Exercise description: Pick out every line in the records below that contains the word "lavender" and copy each one.

___ Input rows

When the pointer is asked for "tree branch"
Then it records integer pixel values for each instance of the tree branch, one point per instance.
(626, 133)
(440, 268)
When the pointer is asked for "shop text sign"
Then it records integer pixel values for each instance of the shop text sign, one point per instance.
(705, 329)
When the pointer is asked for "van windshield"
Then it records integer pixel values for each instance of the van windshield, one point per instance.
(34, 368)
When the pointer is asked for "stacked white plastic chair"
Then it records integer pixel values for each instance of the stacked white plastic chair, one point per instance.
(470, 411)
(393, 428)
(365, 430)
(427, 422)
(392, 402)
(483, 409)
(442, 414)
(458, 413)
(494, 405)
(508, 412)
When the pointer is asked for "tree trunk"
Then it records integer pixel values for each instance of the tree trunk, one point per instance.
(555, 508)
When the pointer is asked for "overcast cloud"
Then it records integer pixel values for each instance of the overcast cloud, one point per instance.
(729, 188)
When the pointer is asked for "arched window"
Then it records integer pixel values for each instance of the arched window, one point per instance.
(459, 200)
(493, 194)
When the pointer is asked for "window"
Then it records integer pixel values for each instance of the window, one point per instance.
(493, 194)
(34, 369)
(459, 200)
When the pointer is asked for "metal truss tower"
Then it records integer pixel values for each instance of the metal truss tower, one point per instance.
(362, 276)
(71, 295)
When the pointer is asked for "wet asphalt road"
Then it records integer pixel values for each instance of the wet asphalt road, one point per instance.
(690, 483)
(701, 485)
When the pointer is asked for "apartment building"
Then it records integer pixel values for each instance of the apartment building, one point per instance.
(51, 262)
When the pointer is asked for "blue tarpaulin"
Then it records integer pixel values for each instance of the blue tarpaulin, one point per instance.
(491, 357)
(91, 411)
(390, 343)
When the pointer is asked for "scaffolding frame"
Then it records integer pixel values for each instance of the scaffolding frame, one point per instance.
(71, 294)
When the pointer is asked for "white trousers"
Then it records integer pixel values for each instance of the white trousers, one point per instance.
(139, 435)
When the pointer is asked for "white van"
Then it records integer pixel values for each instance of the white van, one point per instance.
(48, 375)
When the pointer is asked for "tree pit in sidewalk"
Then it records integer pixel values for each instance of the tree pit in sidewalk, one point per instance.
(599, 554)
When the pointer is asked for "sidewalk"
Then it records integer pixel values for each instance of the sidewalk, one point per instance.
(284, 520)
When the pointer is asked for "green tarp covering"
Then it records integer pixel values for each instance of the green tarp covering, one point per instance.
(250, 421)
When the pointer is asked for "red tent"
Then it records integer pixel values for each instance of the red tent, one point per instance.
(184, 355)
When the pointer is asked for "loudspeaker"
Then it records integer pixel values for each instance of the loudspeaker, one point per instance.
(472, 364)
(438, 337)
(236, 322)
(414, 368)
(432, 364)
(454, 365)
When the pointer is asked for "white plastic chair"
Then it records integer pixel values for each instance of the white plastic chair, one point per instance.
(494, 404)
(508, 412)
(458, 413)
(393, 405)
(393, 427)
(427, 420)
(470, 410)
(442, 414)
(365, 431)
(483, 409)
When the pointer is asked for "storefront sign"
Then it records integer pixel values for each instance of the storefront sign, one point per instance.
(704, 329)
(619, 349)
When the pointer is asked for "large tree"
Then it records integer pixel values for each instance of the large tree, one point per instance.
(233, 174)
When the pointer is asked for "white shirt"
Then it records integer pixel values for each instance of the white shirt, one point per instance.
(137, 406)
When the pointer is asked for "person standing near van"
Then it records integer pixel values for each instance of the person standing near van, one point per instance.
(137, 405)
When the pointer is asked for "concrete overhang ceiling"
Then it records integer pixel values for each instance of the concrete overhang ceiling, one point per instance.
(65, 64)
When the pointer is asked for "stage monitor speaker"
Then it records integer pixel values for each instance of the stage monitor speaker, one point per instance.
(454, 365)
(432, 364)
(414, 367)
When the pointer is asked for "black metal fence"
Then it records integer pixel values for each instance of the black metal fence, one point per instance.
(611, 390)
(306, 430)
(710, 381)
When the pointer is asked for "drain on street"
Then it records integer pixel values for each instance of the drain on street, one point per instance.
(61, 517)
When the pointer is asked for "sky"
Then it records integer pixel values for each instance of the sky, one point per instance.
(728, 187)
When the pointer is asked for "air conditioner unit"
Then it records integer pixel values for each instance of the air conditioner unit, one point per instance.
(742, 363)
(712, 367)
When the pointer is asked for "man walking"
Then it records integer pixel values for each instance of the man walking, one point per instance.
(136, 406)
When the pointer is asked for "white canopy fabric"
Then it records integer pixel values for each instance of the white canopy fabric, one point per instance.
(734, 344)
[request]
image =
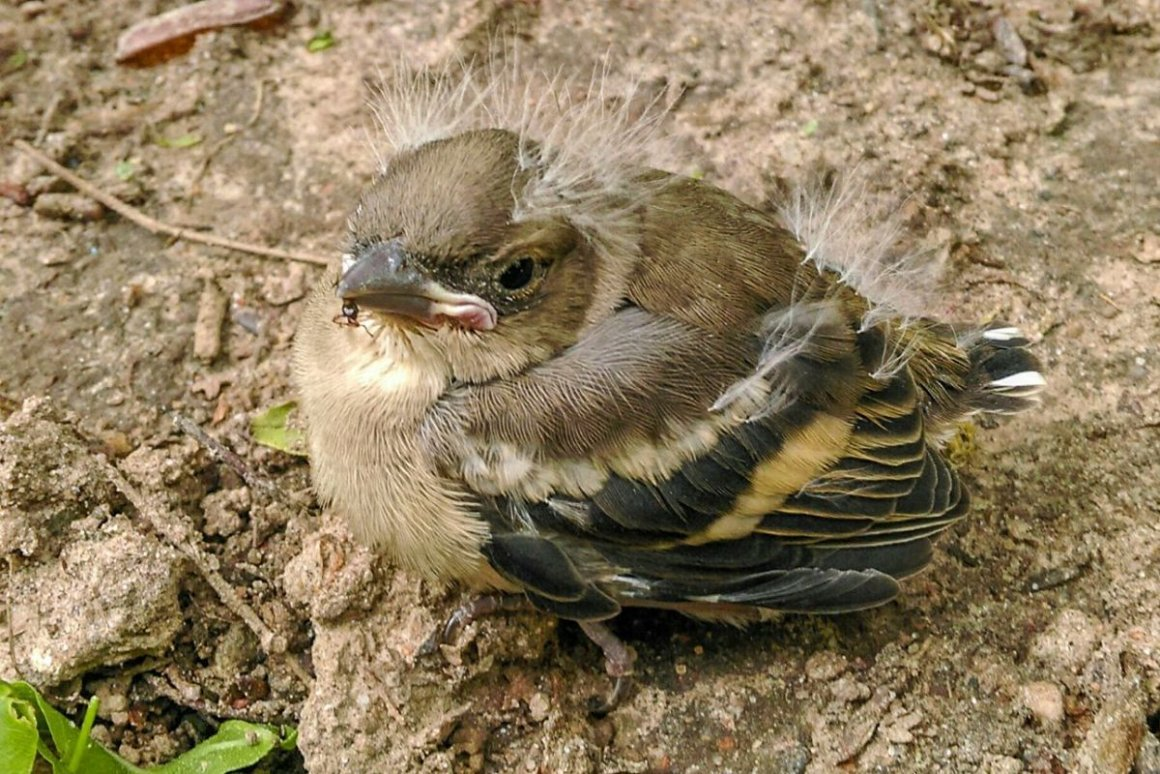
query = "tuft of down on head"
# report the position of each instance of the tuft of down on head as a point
(586, 145)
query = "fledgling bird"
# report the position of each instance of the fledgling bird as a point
(549, 369)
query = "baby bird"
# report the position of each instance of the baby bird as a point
(545, 368)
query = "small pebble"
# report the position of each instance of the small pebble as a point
(211, 309)
(825, 665)
(1045, 701)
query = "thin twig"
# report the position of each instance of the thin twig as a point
(139, 218)
(179, 535)
(46, 117)
(12, 624)
(224, 454)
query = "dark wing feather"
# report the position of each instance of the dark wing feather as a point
(838, 543)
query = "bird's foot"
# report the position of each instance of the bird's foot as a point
(618, 662)
(472, 610)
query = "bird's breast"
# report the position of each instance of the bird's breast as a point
(364, 400)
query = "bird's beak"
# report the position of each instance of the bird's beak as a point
(383, 279)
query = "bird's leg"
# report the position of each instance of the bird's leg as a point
(472, 610)
(618, 660)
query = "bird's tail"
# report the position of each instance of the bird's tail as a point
(1003, 376)
(986, 369)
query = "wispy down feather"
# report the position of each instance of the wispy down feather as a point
(843, 230)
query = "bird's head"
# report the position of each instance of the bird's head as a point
(437, 250)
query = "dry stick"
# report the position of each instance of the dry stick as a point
(178, 535)
(136, 216)
(224, 454)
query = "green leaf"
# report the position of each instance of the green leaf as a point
(26, 717)
(270, 428)
(19, 736)
(320, 42)
(236, 745)
(185, 140)
(66, 737)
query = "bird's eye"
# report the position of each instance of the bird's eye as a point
(517, 274)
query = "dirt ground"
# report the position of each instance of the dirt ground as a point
(1022, 139)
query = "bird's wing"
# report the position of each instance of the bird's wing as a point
(818, 504)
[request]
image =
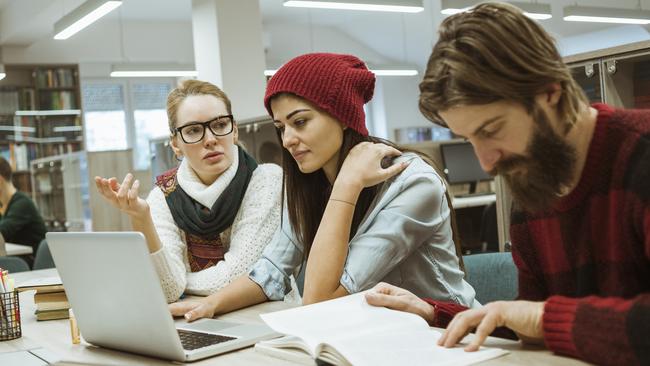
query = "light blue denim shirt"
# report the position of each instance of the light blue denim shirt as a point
(405, 240)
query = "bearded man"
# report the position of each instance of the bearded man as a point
(580, 181)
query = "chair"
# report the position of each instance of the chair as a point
(14, 264)
(489, 234)
(493, 276)
(43, 258)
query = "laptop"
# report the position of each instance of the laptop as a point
(118, 301)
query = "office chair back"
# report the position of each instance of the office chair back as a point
(493, 276)
(14, 264)
(43, 258)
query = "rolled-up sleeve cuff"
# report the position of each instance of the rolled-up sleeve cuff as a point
(272, 281)
(558, 320)
(348, 283)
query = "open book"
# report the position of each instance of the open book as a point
(348, 331)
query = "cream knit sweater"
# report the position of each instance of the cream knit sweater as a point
(255, 223)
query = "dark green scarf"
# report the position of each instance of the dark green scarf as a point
(194, 218)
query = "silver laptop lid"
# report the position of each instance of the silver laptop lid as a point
(115, 293)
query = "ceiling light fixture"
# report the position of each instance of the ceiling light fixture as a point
(83, 16)
(402, 6)
(606, 15)
(377, 72)
(156, 70)
(532, 10)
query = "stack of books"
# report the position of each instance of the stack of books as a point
(50, 299)
(51, 303)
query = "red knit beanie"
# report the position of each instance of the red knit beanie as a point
(338, 84)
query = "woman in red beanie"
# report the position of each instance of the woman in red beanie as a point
(349, 220)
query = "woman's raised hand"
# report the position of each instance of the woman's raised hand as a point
(123, 196)
(362, 166)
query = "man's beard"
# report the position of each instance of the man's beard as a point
(536, 181)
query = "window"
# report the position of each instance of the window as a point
(150, 118)
(122, 114)
(104, 116)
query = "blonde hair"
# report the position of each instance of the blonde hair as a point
(192, 87)
(491, 53)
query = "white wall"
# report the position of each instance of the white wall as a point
(602, 39)
(288, 40)
(140, 42)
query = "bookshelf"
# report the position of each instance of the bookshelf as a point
(40, 116)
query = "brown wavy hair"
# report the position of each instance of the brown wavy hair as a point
(307, 193)
(494, 52)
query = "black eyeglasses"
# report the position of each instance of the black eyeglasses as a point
(194, 132)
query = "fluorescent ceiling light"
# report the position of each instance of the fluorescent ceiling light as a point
(405, 6)
(378, 72)
(83, 16)
(152, 74)
(606, 15)
(535, 10)
(394, 72)
(532, 10)
(53, 112)
(156, 70)
(456, 6)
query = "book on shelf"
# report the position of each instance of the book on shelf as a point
(51, 301)
(54, 78)
(349, 331)
(41, 285)
(52, 314)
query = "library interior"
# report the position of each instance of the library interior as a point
(96, 89)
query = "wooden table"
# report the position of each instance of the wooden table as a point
(54, 335)
(18, 249)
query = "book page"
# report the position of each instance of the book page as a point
(419, 347)
(41, 281)
(326, 321)
(369, 335)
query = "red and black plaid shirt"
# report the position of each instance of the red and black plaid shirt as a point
(589, 257)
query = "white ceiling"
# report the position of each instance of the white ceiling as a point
(395, 36)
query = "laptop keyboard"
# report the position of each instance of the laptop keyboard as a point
(194, 340)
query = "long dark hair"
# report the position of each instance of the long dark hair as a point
(307, 194)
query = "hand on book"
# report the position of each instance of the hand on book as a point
(124, 196)
(192, 310)
(523, 317)
(396, 298)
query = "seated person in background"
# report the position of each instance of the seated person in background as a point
(580, 180)
(206, 221)
(20, 221)
(352, 221)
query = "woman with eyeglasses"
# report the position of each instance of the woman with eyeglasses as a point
(352, 217)
(206, 221)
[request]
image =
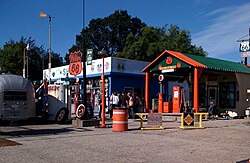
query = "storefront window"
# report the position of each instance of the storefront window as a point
(227, 95)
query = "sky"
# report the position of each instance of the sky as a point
(215, 25)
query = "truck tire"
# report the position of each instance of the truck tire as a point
(61, 116)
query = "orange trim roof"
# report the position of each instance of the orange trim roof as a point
(178, 55)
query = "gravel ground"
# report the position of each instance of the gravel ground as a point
(221, 141)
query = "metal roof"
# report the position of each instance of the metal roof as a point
(203, 62)
(220, 65)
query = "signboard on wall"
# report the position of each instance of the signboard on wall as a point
(75, 65)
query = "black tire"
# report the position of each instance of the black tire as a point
(61, 116)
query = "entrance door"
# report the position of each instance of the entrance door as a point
(212, 94)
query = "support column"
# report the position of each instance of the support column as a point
(147, 79)
(196, 89)
(160, 103)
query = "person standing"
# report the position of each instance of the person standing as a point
(114, 101)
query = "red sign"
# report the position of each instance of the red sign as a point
(169, 60)
(161, 77)
(75, 64)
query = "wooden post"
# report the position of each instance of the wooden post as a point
(147, 79)
(160, 103)
(196, 92)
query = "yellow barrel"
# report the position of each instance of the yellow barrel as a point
(120, 119)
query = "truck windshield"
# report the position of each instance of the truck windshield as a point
(14, 95)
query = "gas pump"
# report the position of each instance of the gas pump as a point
(178, 99)
(75, 96)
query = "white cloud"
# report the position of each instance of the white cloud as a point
(228, 25)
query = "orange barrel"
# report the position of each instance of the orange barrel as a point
(120, 119)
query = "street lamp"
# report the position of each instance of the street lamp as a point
(44, 15)
(25, 60)
(103, 52)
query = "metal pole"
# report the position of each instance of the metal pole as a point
(103, 93)
(27, 61)
(49, 65)
(24, 58)
(84, 76)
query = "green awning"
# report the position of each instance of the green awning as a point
(220, 65)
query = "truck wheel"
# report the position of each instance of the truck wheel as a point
(61, 115)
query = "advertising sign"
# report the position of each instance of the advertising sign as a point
(245, 49)
(89, 56)
(75, 65)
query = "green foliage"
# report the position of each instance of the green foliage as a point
(109, 33)
(124, 36)
(12, 54)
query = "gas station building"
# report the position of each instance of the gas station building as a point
(197, 81)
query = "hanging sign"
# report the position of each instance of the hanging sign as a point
(89, 56)
(75, 64)
(245, 49)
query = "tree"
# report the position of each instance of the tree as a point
(109, 33)
(153, 41)
(12, 53)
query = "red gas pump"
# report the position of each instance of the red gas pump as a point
(178, 99)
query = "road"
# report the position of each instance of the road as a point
(221, 141)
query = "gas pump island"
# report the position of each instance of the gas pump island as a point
(174, 77)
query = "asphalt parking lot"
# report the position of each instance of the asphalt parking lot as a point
(221, 141)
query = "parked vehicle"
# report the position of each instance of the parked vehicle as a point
(17, 98)
(61, 102)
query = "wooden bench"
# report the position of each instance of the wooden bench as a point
(144, 117)
(200, 117)
(154, 121)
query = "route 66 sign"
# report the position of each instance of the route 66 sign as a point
(75, 64)
(244, 46)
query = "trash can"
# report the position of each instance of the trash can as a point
(120, 119)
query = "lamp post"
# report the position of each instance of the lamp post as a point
(25, 60)
(103, 52)
(44, 15)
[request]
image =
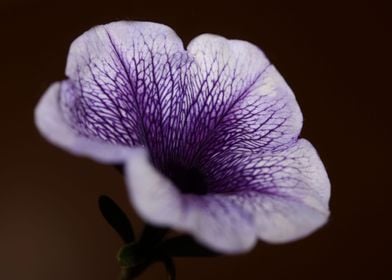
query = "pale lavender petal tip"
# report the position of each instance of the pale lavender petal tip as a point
(208, 135)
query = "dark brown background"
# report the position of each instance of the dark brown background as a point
(336, 57)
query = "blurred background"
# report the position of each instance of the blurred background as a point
(334, 54)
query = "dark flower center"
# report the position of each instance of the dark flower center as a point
(187, 179)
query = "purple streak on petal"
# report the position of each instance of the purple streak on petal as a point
(287, 191)
(52, 125)
(214, 220)
(134, 84)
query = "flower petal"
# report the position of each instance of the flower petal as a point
(124, 78)
(52, 125)
(243, 102)
(287, 192)
(213, 220)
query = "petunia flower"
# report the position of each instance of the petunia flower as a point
(207, 134)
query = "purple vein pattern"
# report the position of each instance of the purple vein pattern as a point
(208, 135)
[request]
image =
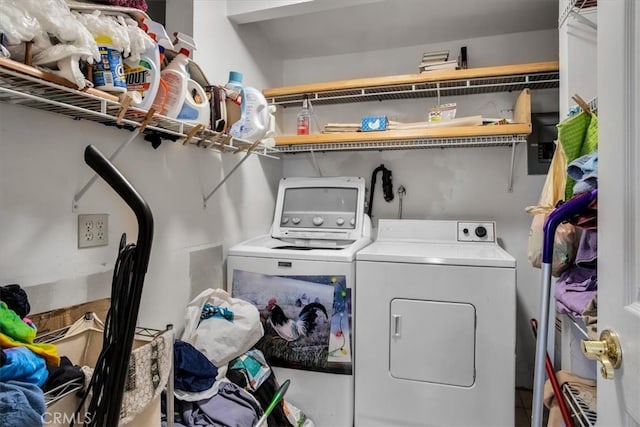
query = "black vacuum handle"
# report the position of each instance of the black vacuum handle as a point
(103, 167)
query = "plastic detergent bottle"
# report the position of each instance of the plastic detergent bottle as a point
(302, 118)
(143, 76)
(196, 107)
(176, 77)
(108, 73)
(254, 120)
(234, 87)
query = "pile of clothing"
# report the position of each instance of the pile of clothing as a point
(220, 378)
(577, 286)
(27, 369)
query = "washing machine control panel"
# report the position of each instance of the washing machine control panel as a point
(318, 220)
(476, 231)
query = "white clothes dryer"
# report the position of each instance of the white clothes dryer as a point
(301, 277)
(436, 315)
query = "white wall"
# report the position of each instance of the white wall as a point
(42, 167)
(452, 183)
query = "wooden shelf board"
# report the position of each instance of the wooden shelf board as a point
(19, 67)
(394, 135)
(408, 79)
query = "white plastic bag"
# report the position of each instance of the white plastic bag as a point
(219, 338)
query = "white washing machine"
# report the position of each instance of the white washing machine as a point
(304, 272)
(436, 320)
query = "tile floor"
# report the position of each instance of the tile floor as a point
(524, 399)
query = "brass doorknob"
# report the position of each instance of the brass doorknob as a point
(607, 351)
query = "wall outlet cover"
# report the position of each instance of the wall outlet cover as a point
(93, 230)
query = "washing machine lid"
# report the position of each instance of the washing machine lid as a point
(268, 247)
(466, 243)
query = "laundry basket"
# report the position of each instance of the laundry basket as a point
(150, 366)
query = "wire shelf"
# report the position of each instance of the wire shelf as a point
(476, 141)
(575, 6)
(582, 415)
(453, 87)
(28, 91)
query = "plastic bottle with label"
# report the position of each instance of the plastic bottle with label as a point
(234, 87)
(302, 119)
(108, 73)
(254, 120)
(176, 77)
(196, 107)
(143, 76)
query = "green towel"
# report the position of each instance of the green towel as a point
(14, 327)
(578, 136)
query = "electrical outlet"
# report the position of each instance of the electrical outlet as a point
(93, 230)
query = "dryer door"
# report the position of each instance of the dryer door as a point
(444, 355)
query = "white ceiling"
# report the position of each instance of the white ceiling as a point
(387, 24)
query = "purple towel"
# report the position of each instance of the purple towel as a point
(575, 289)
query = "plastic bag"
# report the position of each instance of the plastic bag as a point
(221, 327)
(566, 239)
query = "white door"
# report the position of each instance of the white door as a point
(619, 204)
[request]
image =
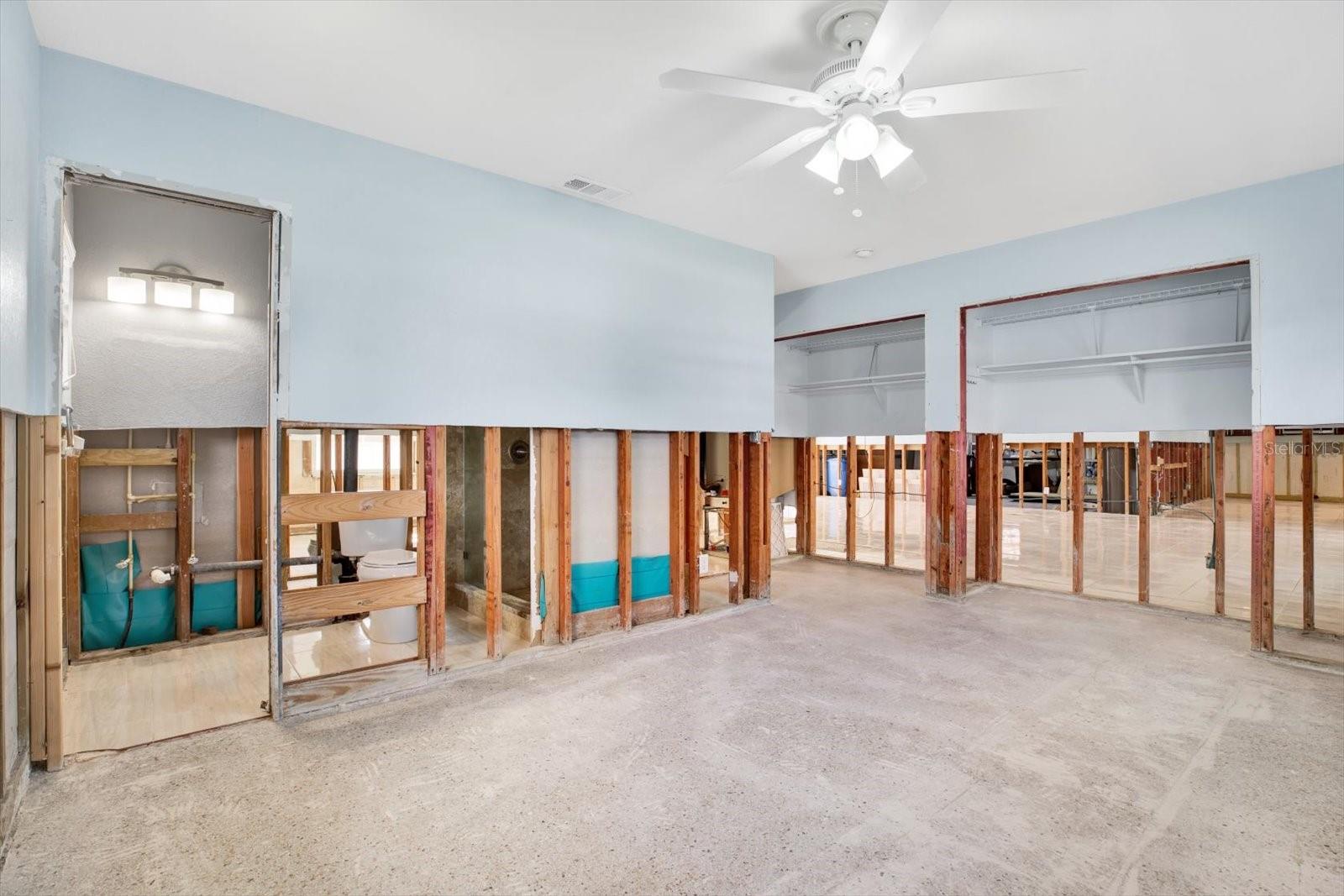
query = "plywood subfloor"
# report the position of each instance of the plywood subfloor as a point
(125, 701)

______

Completed task:
query = "pale lavender petal tip"
# report the position of each instance of the pale lavender petal tip as a point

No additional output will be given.